(Dataset entries)
---

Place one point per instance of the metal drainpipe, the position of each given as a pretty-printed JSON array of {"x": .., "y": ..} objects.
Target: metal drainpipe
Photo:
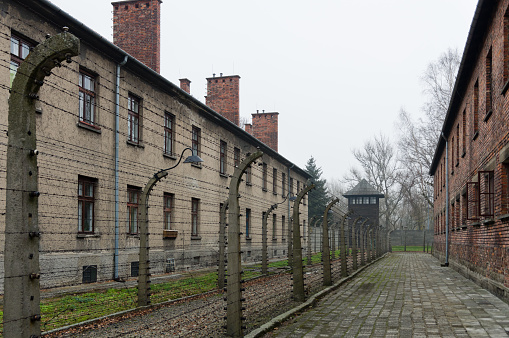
[
  {"x": 290, "y": 254},
  {"x": 446, "y": 201},
  {"x": 117, "y": 135}
]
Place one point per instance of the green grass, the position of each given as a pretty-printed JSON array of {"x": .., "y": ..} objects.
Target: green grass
[
  {"x": 409, "y": 248},
  {"x": 74, "y": 308}
]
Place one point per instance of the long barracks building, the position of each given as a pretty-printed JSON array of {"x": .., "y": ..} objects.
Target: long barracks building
[
  {"x": 90, "y": 183},
  {"x": 471, "y": 161}
]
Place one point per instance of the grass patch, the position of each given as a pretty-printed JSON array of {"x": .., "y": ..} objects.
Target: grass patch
[
  {"x": 74, "y": 308},
  {"x": 410, "y": 248}
]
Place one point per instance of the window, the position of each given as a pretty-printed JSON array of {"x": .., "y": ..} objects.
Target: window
[
  {"x": 222, "y": 157},
  {"x": 457, "y": 144},
  {"x": 89, "y": 274},
  {"x": 133, "y": 200},
  {"x": 167, "y": 210},
  {"x": 464, "y": 136},
  {"x": 264, "y": 176},
  {"x": 133, "y": 121},
  {"x": 506, "y": 48},
  {"x": 452, "y": 155},
  {"x": 505, "y": 188},
  {"x": 195, "y": 205},
  {"x": 87, "y": 97},
  {"x": 169, "y": 120},
  {"x": 274, "y": 225},
  {"x": 86, "y": 198},
  {"x": 463, "y": 209},
  {"x": 195, "y": 140},
  {"x": 274, "y": 180},
  {"x": 248, "y": 175},
  {"x": 486, "y": 193},
  {"x": 475, "y": 113},
  {"x": 472, "y": 200},
  {"x": 248, "y": 222},
  {"x": 283, "y": 227},
  {"x": 135, "y": 269},
  {"x": 236, "y": 157},
  {"x": 489, "y": 80},
  {"x": 19, "y": 51}
]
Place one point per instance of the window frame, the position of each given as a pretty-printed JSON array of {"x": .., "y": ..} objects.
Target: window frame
[
  {"x": 92, "y": 93},
  {"x": 236, "y": 157},
  {"x": 168, "y": 206},
  {"x": 223, "y": 149},
  {"x": 274, "y": 226},
  {"x": 134, "y": 118},
  {"x": 264, "y": 176},
  {"x": 133, "y": 209},
  {"x": 196, "y": 140},
  {"x": 169, "y": 133},
  {"x": 195, "y": 217},
  {"x": 17, "y": 59},
  {"x": 248, "y": 223},
  {"x": 83, "y": 200},
  {"x": 274, "y": 180}
]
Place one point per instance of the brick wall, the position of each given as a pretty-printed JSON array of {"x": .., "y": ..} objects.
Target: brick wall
[
  {"x": 265, "y": 128},
  {"x": 223, "y": 96},
  {"x": 136, "y": 29},
  {"x": 478, "y": 140}
]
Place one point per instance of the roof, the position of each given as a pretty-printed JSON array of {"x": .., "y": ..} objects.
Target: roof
[
  {"x": 58, "y": 17},
  {"x": 363, "y": 188},
  {"x": 475, "y": 41}
]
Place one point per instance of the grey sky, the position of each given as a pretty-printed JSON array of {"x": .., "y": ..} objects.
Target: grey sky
[{"x": 337, "y": 71}]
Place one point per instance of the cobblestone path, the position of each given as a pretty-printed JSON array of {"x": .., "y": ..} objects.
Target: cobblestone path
[{"x": 404, "y": 295}]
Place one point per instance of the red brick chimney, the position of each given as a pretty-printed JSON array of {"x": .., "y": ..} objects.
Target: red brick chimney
[
  {"x": 223, "y": 96},
  {"x": 136, "y": 29},
  {"x": 265, "y": 128},
  {"x": 185, "y": 85},
  {"x": 249, "y": 128}
]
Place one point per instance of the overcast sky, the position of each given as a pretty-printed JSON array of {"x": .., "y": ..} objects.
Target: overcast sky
[{"x": 337, "y": 71}]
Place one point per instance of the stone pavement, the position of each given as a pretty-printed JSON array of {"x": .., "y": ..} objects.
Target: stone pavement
[{"x": 404, "y": 295}]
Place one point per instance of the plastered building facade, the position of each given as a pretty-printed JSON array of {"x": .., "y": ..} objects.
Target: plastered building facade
[{"x": 90, "y": 185}]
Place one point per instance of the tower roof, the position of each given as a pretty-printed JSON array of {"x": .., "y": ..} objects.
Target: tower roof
[{"x": 363, "y": 189}]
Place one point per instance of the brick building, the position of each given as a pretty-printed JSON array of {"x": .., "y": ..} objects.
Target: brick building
[
  {"x": 106, "y": 123},
  {"x": 471, "y": 162},
  {"x": 363, "y": 200}
]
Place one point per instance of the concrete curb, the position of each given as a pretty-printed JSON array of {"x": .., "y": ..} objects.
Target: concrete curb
[{"x": 308, "y": 303}]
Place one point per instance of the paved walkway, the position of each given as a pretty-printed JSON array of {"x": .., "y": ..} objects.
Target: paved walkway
[{"x": 404, "y": 295}]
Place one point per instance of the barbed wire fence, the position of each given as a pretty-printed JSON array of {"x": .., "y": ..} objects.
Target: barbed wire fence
[{"x": 76, "y": 189}]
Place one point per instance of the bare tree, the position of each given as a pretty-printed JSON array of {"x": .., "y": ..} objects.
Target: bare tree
[
  {"x": 418, "y": 137},
  {"x": 380, "y": 168}
]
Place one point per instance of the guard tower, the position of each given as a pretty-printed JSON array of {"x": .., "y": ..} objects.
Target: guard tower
[{"x": 363, "y": 200}]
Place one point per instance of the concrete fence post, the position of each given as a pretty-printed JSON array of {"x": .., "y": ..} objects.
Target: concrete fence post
[
  {"x": 234, "y": 300},
  {"x": 354, "y": 243},
  {"x": 310, "y": 232},
  {"x": 222, "y": 245},
  {"x": 265, "y": 259},
  {"x": 327, "y": 278},
  {"x": 22, "y": 314},
  {"x": 342, "y": 245},
  {"x": 144, "y": 260},
  {"x": 333, "y": 240},
  {"x": 298, "y": 273}
]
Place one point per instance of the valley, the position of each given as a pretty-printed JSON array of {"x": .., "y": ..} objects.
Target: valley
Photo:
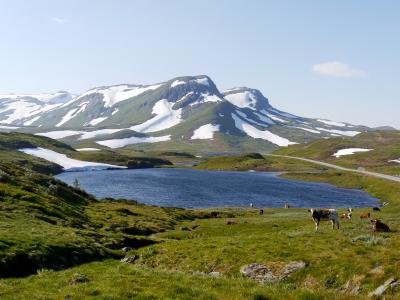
[{"x": 66, "y": 243}]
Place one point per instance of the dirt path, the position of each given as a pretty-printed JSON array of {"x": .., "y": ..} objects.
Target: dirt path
[{"x": 378, "y": 175}]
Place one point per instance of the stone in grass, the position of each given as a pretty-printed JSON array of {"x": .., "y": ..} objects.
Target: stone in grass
[
  {"x": 263, "y": 274},
  {"x": 391, "y": 282},
  {"x": 258, "y": 272},
  {"x": 214, "y": 274},
  {"x": 129, "y": 259},
  {"x": 78, "y": 278}
]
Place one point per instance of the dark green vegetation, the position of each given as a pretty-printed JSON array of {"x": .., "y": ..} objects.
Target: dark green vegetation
[
  {"x": 46, "y": 226},
  {"x": 10, "y": 142},
  {"x": 258, "y": 162}
]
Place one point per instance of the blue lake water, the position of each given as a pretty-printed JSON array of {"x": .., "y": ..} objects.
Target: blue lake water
[{"x": 199, "y": 189}]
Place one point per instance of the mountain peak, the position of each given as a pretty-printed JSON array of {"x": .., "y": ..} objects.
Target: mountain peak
[{"x": 245, "y": 97}]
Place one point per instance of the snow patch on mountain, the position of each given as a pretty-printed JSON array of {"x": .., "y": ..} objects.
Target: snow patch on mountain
[
  {"x": 332, "y": 123},
  {"x": 203, "y": 81},
  {"x": 177, "y": 82},
  {"x": 72, "y": 114},
  {"x": 45, "y": 98},
  {"x": 349, "y": 151},
  {"x": 119, "y": 143},
  {"x": 87, "y": 149},
  {"x": 264, "y": 118},
  {"x": 60, "y": 134},
  {"x": 19, "y": 109},
  {"x": 395, "y": 160},
  {"x": 274, "y": 117},
  {"x": 339, "y": 132},
  {"x": 260, "y": 134},
  {"x": 96, "y": 121},
  {"x": 244, "y": 99},
  {"x": 115, "y": 94},
  {"x": 92, "y": 134},
  {"x": 244, "y": 116},
  {"x": 205, "y": 132},
  {"x": 166, "y": 117},
  {"x": 306, "y": 129},
  {"x": 67, "y": 163}
]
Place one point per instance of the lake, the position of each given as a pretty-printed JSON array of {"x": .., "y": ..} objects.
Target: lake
[{"x": 200, "y": 189}]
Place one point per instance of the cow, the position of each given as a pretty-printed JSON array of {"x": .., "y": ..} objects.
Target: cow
[
  {"x": 365, "y": 215},
  {"x": 324, "y": 215},
  {"x": 231, "y": 223},
  {"x": 347, "y": 215},
  {"x": 378, "y": 226}
]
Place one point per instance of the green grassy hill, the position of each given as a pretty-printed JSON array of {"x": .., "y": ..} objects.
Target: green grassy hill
[
  {"x": 385, "y": 145},
  {"x": 70, "y": 244},
  {"x": 46, "y": 224}
]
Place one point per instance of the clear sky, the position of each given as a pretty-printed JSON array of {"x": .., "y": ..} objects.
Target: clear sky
[{"x": 332, "y": 59}]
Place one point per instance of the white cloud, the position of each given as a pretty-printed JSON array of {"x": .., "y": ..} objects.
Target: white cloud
[
  {"x": 338, "y": 69},
  {"x": 59, "y": 20}
]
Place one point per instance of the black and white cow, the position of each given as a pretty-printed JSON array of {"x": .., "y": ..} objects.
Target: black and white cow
[{"x": 324, "y": 215}]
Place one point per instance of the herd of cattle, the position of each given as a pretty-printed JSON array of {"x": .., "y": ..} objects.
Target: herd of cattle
[{"x": 333, "y": 216}]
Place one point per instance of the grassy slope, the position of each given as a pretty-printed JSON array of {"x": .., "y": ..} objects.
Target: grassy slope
[
  {"x": 170, "y": 269},
  {"x": 386, "y": 145},
  {"x": 46, "y": 224},
  {"x": 178, "y": 268},
  {"x": 249, "y": 162}
]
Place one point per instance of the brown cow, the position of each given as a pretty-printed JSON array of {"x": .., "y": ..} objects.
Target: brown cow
[
  {"x": 378, "y": 226},
  {"x": 365, "y": 215},
  {"x": 347, "y": 215},
  {"x": 324, "y": 215}
]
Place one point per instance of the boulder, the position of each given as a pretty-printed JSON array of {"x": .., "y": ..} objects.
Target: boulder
[
  {"x": 290, "y": 268},
  {"x": 258, "y": 272},
  {"x": 263, "y": 273},
  {"x": 391, "y": 282},
  {"x": 129, "y": 259}
]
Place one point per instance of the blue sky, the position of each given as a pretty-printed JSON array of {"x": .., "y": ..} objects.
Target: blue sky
[{"x": 337, "y": 60}]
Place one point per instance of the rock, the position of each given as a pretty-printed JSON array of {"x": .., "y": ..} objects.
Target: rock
[
  {"x": 129, "y": 259},
  {"x": 377, "y": 270},
  {"x": 382, "y": 288},
  {"x": 351, "y": 287},
  {"x": 215, "y": 274},
  {"x": 263, "y": 274},
  {"x": 258, "y": 272},
  {"x": 291, "y": 268}
]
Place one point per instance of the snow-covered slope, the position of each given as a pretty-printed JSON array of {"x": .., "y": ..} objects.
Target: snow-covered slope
[
  {"x": 187, "y": 110},
  {"x": 67, "y": 163}
]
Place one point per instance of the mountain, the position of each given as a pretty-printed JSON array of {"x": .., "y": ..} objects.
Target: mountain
[
  {"x": 187, "y": 113},
  {"x": 25, "y": 109}
]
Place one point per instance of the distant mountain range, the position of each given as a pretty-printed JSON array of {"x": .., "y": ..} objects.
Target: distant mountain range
[{"x": 184, "y": 113}]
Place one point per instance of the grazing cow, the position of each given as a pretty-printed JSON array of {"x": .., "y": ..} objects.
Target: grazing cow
[
  {"x": 231, "y": 223},
  {"x": 365, "y": 215},
  {"x": 378, "y": 226},
  {"x": 324, "y": 215},
  {"x": 347, "y": 215}
]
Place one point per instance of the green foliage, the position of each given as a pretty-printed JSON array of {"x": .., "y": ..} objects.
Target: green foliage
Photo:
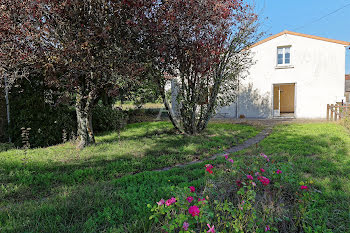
[
  {"x": 142, "y": 115},
  {"x": 236, "y": 200},
  {"x": 60, "y": 189}
]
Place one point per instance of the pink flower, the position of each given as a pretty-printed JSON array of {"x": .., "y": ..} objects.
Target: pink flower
[
  {"x": 208, "y": 168},
  {"x": 161, "y": 202},
  {"x": 189, "y": 199},
  {"x": 211, "y": 229},
  {"x": 265, "y": 181},
  {"x": 194, "y": 210},
  {"x": 185, "y": 226},
  {"x": 170, "y": 201}
]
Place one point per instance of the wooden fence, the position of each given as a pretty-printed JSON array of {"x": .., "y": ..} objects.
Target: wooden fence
[{"x": 337, "y": 111}]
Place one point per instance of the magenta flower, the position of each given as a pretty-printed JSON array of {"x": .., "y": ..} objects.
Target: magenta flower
[
  {"x": 194, "y": 210},
  {"x": 185, "y": 226},
  {"x": 189, "y": 199},
  {"x": 211, "y": 229},
  {"x": 161, "y": 202},
  {"x": 170, "y": 201}
]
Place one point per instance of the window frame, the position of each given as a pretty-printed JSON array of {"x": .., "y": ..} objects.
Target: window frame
[{"x": 284, "y": 56}]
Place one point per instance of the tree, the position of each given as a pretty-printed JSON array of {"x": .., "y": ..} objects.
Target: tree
[
  {"x": 16, "y": 31},
  {"x": 204, "y": 45},
  {"x": 89, "y": 47}
]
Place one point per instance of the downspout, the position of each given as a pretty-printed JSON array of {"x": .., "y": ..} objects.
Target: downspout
[{"x": 7, "y": 104}]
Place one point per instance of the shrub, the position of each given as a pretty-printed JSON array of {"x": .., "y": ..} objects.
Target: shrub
[{"x": 263, "y": 196}]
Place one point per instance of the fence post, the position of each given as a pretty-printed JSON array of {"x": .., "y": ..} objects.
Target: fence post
[
  {"x": 327, "y": 112},
  {"x": 332, "y": 112},
  {"x": 336, "y": 112}
]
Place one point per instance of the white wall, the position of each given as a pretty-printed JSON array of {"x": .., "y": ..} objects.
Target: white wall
[{"x": 318, "y": 73}]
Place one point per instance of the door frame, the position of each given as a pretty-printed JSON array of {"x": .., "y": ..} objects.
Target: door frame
[{"x": 279, "y": 98}]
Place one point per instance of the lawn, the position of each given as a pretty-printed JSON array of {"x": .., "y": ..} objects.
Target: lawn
[{"x": 60, "y": 189}]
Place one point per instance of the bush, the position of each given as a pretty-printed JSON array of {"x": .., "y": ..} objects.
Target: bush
[{"x": 261, "y": 197}]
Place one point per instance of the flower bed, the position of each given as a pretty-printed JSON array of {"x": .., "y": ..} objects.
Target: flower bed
[{"x": 263, "y": 196}]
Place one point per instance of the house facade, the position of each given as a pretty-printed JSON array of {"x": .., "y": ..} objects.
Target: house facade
[{"x": 294, "y": 75}]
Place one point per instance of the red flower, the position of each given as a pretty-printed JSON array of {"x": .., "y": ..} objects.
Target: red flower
[{"x": 194, "y": 210}]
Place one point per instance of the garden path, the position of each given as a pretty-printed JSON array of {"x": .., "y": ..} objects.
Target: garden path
[{"x": 252, "y": 141}]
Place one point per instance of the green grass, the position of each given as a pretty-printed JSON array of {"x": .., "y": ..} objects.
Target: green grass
[
  {"x": 60, "y": 189},
  {"x": 321, "y": 153},
  {"x": 130, "y": 105}
]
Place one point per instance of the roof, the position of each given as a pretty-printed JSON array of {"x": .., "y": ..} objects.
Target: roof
[{"x": 345, "y": 43}]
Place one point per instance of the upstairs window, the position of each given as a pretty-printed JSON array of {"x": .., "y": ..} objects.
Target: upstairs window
[{"x": 283, "y": 55}]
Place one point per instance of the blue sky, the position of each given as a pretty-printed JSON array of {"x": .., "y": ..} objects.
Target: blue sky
[{"x": 299, "y": 16}]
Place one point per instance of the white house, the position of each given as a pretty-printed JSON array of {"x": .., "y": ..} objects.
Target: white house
[{"x": 294, "y": 75}]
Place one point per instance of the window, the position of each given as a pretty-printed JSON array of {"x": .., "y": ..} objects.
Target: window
[{"x": 283, "y": 55}]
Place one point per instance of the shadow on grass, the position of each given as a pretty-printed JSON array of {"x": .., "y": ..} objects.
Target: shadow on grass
[{"x": 321, "y": 154}]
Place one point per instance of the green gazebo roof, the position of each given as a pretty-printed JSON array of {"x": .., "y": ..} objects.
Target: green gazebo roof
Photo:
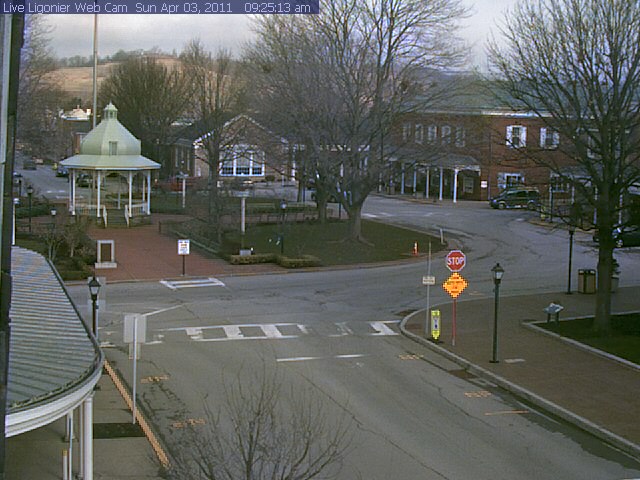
[{"x": 110, "y": 146}]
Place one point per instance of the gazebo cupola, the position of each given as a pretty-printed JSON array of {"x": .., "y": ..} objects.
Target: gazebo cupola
[{"x": 110, "y": 148}]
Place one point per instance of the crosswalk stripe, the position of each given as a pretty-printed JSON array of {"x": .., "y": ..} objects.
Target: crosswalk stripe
[
  {"x": 271, "y": 331},
  {"x": 192, "y": 283}
]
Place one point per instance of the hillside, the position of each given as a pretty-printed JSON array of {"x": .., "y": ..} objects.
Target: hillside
[{"x": 78, "y": 81}]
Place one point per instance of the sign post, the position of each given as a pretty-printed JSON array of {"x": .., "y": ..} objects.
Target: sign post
[
  {"x": 183, "y": 251},
  {"x": 435, "y": 325},
  {"x": 455, "y": 284}
]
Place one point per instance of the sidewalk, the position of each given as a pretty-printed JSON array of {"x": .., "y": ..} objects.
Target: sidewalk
[{"x": 595, "y": 392}]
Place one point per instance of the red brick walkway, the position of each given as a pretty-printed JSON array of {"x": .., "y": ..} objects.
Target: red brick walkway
[{"x": 142, "y": 253}]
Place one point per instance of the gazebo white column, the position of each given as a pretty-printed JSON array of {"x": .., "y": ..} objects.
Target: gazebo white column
[
  {"x": 148, "y": 192},
  {"x": 98, "y": 194},
  {"x": 455, "y": 184},
  {"x": 72, "y": 192},
  {"x": 130, "y": 192}
]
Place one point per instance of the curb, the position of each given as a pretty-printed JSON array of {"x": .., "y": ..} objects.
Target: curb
[
  {"x": 151, "y": 437},
  {"x": 616, "y": 440}
]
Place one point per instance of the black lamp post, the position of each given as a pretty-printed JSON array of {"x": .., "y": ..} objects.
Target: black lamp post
[
  {"x": 94, "y": 290},
  {"x": 572, "y": 230},
  {"x": 29, "y": 194},
  {"x": 497, "y": 271},
  {"x": 283, "y": 207}
]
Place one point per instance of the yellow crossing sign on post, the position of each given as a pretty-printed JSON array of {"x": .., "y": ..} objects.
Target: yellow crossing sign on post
[
  {"x": 435, "y": 324},
  {"x": 455, "y": 285}
]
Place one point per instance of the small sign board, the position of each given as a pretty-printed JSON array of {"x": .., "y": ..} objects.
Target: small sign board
[
  {"x": 435, "y": 324},
  {"x": 131, "y": 321},
  {"x": 456, "y": 260},
  {"x": 455, "y": 285},
  {"x": 183, "y": 247},
  {"x": 428, "y": 280}
]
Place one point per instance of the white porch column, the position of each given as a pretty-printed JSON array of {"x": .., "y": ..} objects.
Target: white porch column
[
  {"x": 87, "y": 436},
  {"x": 72, "y": 192},
  {"x": 149, "y": 192},
  {"x": 98, "y": 194},
  {"x": 130, "y": 193},
  {"x": 426, "y": 187},
  {"x": 455, "y": 185},
  {"x": 415, "y": 179}
]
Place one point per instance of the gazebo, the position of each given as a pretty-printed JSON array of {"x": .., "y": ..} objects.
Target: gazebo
[{"x": 110, "y": 148}]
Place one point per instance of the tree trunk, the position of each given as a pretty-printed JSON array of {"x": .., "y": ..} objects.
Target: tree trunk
[
  {"x": 355, "y": 222},
  {"x": 602, "y": 322}
]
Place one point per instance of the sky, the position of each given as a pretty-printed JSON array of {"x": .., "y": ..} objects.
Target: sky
[{"x": 73, "y": 34}]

---

**Work task**
Each line of the entries above that includes "drainpipe" counts once; state how many such lines there are, with the number as the only answer.

**Written answer**
2